> Quoted passage
********

Street in Almaty, Kazakhstan

Kunaev Street (Қонаев көшесі; улица Кунаева) is one of the main streets in the city of Almaty that is named after Dinmukhamed Kunaev.

==Location==
Kunaev Street is located in the Medeu District, between the streets of Valikhanov (Krasin) and Tulebaev. It starts from the Raimbek Avenue, then crosses the streets of Zhibek Zholy (Gorky), Gogol, Tole Bi, Bogenbai Batyr (Kirov), Kabanbai Batyr (Kalinin), Shevchenko, Kurmangazy and ends in Abay Avenue. The length of the street is 3050 m.

********

> Work to complete
According to the passage on Kunaev Street, which streets does Kunaev Street cross between its start at Raimbek Avenue and its end at Abay Avenue? List them, including any alternate names given in parentheses. The records that follow have nothing to do with this passage.

********

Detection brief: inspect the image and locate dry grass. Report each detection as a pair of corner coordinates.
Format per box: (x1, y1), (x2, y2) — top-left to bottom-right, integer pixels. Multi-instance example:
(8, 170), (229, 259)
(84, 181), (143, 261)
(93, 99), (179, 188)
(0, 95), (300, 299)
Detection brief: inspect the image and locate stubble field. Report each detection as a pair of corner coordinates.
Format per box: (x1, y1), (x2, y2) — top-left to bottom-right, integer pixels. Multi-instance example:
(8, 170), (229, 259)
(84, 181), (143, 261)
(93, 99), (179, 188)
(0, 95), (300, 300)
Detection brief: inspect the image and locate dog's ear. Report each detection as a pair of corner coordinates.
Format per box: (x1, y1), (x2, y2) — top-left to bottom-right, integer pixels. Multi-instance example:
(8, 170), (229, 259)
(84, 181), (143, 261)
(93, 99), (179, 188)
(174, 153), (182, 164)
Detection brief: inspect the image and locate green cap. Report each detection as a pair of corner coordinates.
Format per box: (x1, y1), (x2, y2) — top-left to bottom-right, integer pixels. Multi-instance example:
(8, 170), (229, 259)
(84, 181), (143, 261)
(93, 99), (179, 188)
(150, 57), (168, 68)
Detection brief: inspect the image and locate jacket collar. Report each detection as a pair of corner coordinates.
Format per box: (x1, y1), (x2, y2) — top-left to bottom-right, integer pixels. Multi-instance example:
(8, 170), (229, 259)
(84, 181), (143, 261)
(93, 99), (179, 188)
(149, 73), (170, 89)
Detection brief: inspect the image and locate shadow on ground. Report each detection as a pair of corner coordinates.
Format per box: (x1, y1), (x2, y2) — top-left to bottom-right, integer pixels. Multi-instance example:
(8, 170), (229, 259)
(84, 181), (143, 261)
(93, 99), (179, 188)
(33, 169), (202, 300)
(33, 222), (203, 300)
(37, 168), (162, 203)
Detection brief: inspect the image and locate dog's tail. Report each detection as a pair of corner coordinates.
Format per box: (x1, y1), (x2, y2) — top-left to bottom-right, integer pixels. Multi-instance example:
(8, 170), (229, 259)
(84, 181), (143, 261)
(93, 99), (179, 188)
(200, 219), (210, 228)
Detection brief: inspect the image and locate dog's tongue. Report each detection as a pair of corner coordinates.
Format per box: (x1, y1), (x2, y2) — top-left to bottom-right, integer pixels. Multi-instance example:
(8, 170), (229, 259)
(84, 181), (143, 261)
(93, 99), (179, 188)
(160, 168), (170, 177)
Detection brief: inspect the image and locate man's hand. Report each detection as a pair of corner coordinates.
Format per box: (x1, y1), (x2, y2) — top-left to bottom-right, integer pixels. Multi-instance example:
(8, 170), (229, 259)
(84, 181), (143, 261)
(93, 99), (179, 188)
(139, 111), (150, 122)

********

> Answer to the problem
- Zhibek Zholy (Gorky)
- Gogol
- Tole Bi
- Bogenbai Batyr (Kirov)
- Kabanbai Batyr (Kalinin)
- Shevchenko
- Kurmangazy